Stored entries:
* begin *
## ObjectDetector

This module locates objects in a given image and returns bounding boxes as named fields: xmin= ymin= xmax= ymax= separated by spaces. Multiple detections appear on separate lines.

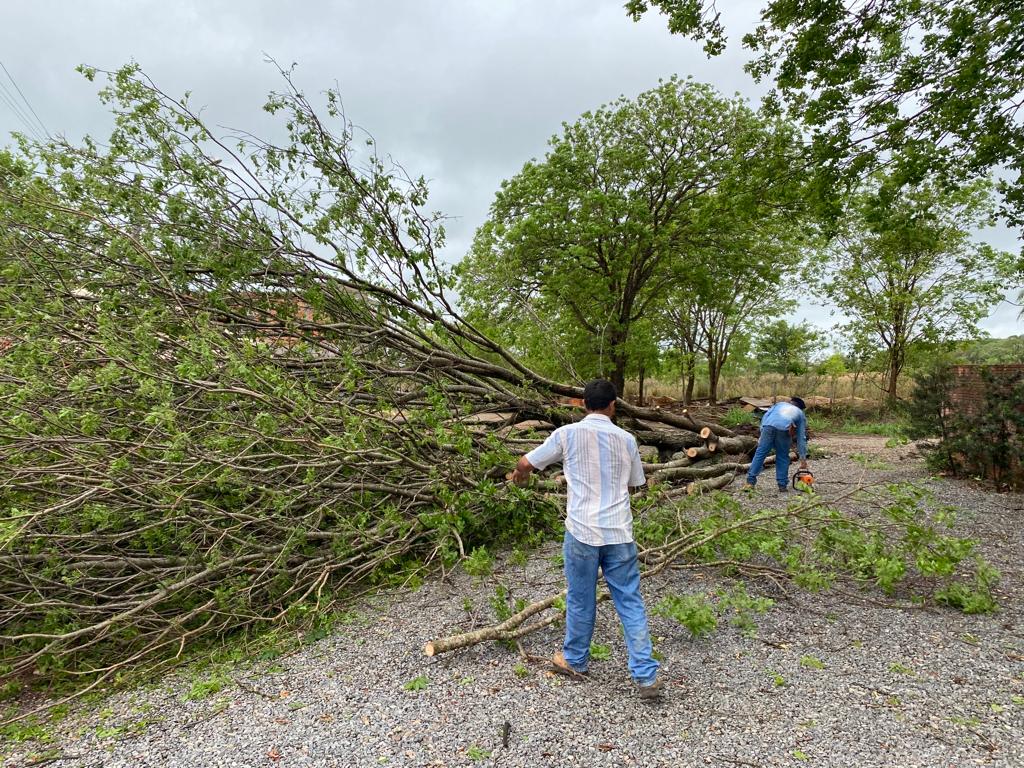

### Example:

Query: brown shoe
xmin=637 ymin=678 xmax=665 ymax=702
xmin=551 ymin=651 xmax=590 ymax=677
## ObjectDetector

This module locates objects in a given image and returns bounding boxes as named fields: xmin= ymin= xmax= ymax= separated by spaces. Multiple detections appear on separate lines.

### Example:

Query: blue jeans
xmin=562 ymin=530 xmax=658 ymax=685
xmin=746 ymin=427 xmax=793 ymax=488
* end *
To do
Reproduce all of the records above with every "module" switched to "component" and everything else unchanged. Leave the pictures out of your answer.

Finished answer
## ObjectDetector

This component locates objects in a given image and returns bounding boxes as named fields: xmin= ymin= xmax= ymax= separated by spaces. Multiple detections appear on separate lines.


### Example:

Query: brown shoe
xmin=637 ymin=678 xmax=665 ymax=702
xmin=551 ymin=651 xmax=590 ymax=677
## ObjectDetector

This component locates objects in a given image and returns bounding boxes as named fields: xmin= ymin= xmax= ymax= separated by spaces. Multiple detections appear on separate lines.

### Example:

Query: blue jeans
xmin=562 ymin=530 xmax=658 ymax=685
xmin=746 ymin=427 xmax=793 ymax=488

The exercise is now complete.